== Problem to work on ==
How many lines in the rows below contain the string "pendant"? Matches are case-sensitive. Reply with the number only.

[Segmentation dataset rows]
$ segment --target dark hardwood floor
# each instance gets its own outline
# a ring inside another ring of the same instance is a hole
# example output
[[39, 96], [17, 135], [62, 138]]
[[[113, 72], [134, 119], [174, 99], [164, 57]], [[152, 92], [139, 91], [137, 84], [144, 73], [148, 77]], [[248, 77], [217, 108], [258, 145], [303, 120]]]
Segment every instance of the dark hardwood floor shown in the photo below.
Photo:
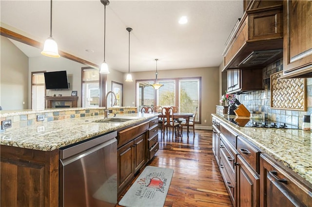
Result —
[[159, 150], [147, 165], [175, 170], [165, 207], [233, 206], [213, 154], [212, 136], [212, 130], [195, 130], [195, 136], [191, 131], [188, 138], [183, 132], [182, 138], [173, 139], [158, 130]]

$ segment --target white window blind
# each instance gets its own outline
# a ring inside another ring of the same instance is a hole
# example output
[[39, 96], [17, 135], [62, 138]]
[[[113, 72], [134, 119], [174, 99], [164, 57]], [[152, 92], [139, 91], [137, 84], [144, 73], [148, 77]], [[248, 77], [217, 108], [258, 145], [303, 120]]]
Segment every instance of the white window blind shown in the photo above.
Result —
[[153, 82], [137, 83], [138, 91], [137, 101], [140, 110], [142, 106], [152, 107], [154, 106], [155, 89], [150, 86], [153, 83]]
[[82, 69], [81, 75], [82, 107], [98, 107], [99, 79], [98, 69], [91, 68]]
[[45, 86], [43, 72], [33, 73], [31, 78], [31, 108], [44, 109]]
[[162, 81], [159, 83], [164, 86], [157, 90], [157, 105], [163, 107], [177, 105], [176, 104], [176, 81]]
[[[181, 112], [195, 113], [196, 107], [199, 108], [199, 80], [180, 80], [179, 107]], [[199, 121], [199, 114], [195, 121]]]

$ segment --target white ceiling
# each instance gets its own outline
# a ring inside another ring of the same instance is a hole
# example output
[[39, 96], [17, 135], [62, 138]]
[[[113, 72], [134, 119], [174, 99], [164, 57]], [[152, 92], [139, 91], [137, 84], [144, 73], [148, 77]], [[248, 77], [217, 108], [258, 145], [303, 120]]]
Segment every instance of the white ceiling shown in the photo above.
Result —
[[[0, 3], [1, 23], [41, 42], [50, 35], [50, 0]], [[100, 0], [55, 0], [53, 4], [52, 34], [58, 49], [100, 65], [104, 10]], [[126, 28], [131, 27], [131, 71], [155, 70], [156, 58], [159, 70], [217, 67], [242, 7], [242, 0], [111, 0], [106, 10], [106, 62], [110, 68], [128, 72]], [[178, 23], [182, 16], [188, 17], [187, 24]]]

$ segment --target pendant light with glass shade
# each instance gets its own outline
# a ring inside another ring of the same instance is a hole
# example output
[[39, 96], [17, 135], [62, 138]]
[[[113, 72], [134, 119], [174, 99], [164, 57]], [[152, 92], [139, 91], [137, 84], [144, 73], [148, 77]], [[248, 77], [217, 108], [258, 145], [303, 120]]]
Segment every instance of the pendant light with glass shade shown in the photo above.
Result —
==
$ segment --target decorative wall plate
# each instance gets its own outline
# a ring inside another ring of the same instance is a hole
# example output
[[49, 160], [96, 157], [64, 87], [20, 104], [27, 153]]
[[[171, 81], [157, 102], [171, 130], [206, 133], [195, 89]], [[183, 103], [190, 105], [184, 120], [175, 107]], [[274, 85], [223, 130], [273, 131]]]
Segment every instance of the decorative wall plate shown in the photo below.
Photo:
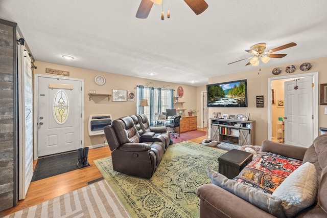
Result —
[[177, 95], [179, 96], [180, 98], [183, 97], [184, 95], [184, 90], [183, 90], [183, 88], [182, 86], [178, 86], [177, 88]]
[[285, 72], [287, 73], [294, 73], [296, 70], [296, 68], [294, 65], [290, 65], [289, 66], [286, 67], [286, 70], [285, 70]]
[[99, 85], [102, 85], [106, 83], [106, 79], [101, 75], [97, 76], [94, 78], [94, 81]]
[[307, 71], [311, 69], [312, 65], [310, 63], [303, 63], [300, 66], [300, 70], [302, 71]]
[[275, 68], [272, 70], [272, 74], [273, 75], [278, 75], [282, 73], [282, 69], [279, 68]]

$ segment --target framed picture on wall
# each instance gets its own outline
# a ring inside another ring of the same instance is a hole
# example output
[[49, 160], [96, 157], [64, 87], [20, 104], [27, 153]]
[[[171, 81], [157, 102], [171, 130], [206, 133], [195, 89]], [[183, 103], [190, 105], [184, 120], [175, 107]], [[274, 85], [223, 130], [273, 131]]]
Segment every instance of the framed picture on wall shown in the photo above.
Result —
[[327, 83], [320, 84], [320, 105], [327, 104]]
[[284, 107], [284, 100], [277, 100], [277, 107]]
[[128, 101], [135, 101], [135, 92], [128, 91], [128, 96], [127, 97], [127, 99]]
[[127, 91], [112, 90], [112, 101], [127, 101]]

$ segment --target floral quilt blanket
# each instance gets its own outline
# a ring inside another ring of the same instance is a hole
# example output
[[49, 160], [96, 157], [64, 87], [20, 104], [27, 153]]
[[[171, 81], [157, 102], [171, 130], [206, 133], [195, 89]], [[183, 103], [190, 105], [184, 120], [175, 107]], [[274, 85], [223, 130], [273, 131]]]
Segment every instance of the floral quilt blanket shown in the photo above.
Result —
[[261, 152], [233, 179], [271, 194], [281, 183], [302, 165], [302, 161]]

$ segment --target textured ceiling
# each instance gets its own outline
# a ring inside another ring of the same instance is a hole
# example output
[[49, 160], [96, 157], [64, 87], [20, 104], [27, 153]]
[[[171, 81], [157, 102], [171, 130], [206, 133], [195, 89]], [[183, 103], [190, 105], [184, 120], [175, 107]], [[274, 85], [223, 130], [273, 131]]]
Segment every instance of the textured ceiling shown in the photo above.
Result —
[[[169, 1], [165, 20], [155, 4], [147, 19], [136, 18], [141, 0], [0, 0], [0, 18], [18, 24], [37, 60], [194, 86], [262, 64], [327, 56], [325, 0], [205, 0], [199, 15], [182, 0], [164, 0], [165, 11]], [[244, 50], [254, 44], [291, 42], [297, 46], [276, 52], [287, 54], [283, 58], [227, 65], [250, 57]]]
* * *
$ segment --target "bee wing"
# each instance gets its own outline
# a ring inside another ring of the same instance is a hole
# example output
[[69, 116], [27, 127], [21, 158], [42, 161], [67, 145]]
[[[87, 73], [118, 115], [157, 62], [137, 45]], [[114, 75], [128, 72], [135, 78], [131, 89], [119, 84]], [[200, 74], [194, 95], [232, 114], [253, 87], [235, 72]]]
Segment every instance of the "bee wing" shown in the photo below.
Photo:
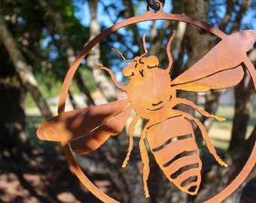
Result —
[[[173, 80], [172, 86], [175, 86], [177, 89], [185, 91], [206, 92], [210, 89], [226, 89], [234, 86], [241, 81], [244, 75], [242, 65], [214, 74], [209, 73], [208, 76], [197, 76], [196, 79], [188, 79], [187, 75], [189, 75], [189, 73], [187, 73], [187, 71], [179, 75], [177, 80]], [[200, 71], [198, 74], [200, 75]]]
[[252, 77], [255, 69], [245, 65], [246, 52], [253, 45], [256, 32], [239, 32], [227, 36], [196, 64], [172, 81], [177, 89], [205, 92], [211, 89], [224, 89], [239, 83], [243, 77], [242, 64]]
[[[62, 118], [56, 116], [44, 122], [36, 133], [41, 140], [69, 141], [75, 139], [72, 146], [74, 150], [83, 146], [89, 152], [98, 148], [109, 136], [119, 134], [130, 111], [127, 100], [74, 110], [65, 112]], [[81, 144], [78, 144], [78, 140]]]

== Written reply ==
2